● EXERCISE INSTRUCTIONS: Retrieve every line from the records in which the word "return" occurs.

Saved entries:
■ ■ ■
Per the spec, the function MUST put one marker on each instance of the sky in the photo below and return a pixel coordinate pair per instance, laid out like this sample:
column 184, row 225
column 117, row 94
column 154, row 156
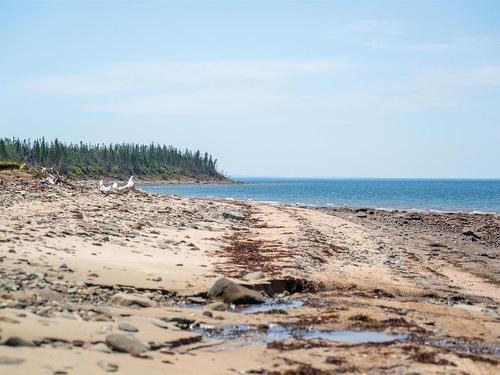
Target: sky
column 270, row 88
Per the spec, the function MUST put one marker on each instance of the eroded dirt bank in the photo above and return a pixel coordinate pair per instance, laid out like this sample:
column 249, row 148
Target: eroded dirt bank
■ ■ ■
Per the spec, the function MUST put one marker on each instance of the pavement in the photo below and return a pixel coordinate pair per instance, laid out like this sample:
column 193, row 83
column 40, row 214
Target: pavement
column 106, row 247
■ ■ ■
● WRITTEN REPLY:
Per the spec, the function MUST put one marker on each instance of the sky in the photo below and return a pixel coordinate pair per instance, laid out like this sample:
Per the spec, the function MUST put one marker on each instance of the eroded dirt bank in the photo above and return a pixel coordinate pair per instance, laid out like this sample:
Per the spec, the function MUST put one marker on each instance of the pavement in the photo below and return a pixel coordinate pair per instance, laid out like this sample:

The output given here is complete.